Set down the records that follow exactly, every line of them.

Start of Exercise data

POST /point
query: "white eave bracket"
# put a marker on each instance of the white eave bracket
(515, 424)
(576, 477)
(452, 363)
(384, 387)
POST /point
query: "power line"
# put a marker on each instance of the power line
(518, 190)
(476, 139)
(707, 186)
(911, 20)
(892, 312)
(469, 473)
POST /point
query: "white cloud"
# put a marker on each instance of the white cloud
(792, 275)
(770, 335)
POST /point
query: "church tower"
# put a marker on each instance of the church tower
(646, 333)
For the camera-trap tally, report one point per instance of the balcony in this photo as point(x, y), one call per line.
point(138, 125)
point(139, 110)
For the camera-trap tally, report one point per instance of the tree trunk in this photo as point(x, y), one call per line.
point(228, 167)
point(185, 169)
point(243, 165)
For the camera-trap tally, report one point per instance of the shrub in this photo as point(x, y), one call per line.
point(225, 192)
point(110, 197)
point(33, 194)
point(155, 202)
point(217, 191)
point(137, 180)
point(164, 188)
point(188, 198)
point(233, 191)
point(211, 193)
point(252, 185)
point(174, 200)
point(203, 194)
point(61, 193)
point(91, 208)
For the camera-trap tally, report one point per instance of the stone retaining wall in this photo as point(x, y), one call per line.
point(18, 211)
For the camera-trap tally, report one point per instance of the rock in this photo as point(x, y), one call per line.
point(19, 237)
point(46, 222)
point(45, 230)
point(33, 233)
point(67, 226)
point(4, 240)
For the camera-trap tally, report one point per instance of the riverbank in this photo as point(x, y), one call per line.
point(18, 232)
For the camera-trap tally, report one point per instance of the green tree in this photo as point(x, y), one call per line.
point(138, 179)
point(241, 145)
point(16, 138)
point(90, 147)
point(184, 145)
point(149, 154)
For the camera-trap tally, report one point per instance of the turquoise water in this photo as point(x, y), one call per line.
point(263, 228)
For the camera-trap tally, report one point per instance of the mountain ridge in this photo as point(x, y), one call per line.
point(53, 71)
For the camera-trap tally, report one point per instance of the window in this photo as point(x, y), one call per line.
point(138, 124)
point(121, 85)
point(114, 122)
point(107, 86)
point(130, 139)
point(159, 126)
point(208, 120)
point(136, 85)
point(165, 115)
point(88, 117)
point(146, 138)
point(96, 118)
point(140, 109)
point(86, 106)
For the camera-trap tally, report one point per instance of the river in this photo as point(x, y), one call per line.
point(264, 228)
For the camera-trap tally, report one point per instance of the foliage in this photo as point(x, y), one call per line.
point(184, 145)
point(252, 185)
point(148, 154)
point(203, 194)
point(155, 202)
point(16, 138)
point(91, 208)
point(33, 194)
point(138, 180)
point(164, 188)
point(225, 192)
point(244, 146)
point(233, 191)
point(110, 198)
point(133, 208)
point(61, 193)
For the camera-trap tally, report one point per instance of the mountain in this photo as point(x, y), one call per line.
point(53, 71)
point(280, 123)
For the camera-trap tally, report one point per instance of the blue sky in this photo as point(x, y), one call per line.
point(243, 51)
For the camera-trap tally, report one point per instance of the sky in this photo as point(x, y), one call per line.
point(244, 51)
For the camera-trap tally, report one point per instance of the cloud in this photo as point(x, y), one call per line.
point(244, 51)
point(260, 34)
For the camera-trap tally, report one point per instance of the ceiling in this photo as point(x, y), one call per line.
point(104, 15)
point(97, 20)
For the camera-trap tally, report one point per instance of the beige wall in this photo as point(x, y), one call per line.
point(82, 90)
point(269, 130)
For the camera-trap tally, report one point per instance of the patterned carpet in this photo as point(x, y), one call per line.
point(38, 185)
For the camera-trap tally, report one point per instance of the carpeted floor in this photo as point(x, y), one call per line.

End of Exercise data

# [The completed task]
POST /point
query: "white eave bracket"
# put a marker on each instance of the white eave bracket
(515, 424)
(576, 477)
(452, 363)
(384, 387)
POST /point
query: "power line"
# put a marker on each instance of the power line
(518, 190)
(476, 139)
(707, 186)
(911, 20)
(892, 312)
(469, 473)
POST /point
query: "white cloud"
# put a marker on each instance of the white cloud
(792, 275)
(770, 335)
POST /point
query: "church tower"
# put a marker on each instance of the church tower
(646, 333)
For the camera-trap tally, report one point per instance of the balcony in this photo as point(x, y), one call per line.
point(138, 125)
point(139, 110)
For the camera-trap tally, report one point per instance of the tree trunk in this photo as point(x, y), one call per line.
point(228, 167)
point(185, 169)
point(243, 165)
For the camera-trap tally, report one point per instance of the shrub in this photo as point(x, y), one call per line.
point(225, 192)
point(110, 197)
point(33, 194)
point(155, 202)
point(217, 191)
point(137, 180)
point(164, 188)
point(188, 198)
point(233, 191)
point(211, 193)
point(252, 185)
point(174, 200)
point(203, 194)
point(61, 193)
point(91, 208)
For the camera-trap tally, report one point per instance of the stone retaining wall in this photo as point(x, y), one call per line.
point(18, 211)
For the camera-trap tally, report one point per instance of the rock in this photo as point(x, y), one call per line.
point(19, 237)
point(46, 222)
point(45, 230)
point(33, 233)
point(67, 226)
point(4, 240)
For the camera-trap tally, report one point per instance of the riverbank in this photo as point(x, y), one call per line.
point(18, 232)
For the camera-trap tally, report one point per instance of the green tree in this photo as point(x, y), one call per line.
point(138, 179)
point(241, 145)
point(16, 138)
point(90, 147)
point(184, 145)
point(149, 154)
For the camera-trap tally, report one point per instance of the turquoise water in this photo as point(x, y), one call per line.
point(263, 228)
For the camera-trap tally, report one point per instance of the mountain ridge in this photo as point(x, y), one call per line.
point(53, 71)
For the camera-trap tally, report one point per instance of the window in this photo as point(x, y), one call per line.
point(138, 124)
point(121, 85)
point(114, 122)
point(107, 86)
point(130, 139)
point(159, 126)
point(208, 120)
point(136, 85)
point(165, 115)
point(88, 117)
point(146, 138)
point(96, 118)
point(140, 109)
point(86, 106)
For the camera-trap tally, report one point per instance of the river in this photo as point(x, y), one call per line.
point(264, 228)
For the camera-trap tally, report one point per instance of the foliage in this photo as point(x, y), one call per line.
point(184, 145)
point(252, 185)
point(148, 154)
point(203, 194)
point(155, 202)
point(16, 138)
point(91, 208)
point(33, 194)
point(138, 180)
point(164, 188)
point(225, 192)
point(244, 146)
point(233, 191)
point(110, 198)
point(133, 208)
point(61, 193)
For the camera-trap tally, report one point per instance of the mountain in this photo as point(x, y), one call per line.
point(53, 71)
point(280, 123)
For the camera-trap tally, report one point per instance of the blue sky in this photo as point(x, y), one call per line.
point(243, 51)
For the camera-trap tally, report one point per instance of the sky in this photo as point(x, y), one call per line.
point(244, 51)
For the camera-trap tally, report one point per instance of the cloud in this photo as point(x, y), one call per line.
point(244, 51)
point(260, 34)
For the camera-trap tally, report one point per instance of the ceiling in this photo as point(x, y), one call per line.
point(104, 15)
point(97, 20)
For the camera-trap tally, report one point per instance of the beige wall in this photo as point(x, y), one call per line.
point(82, 90)
point(269, 130)
For the camera-trap tally, report one point per instance of the patterned carpet in this photo as point(x, y), one call per line.
point(38, 185)
For the camera-trap tally, report one point per instance of the carpeted floor in this photo as point(x, y), one call per line.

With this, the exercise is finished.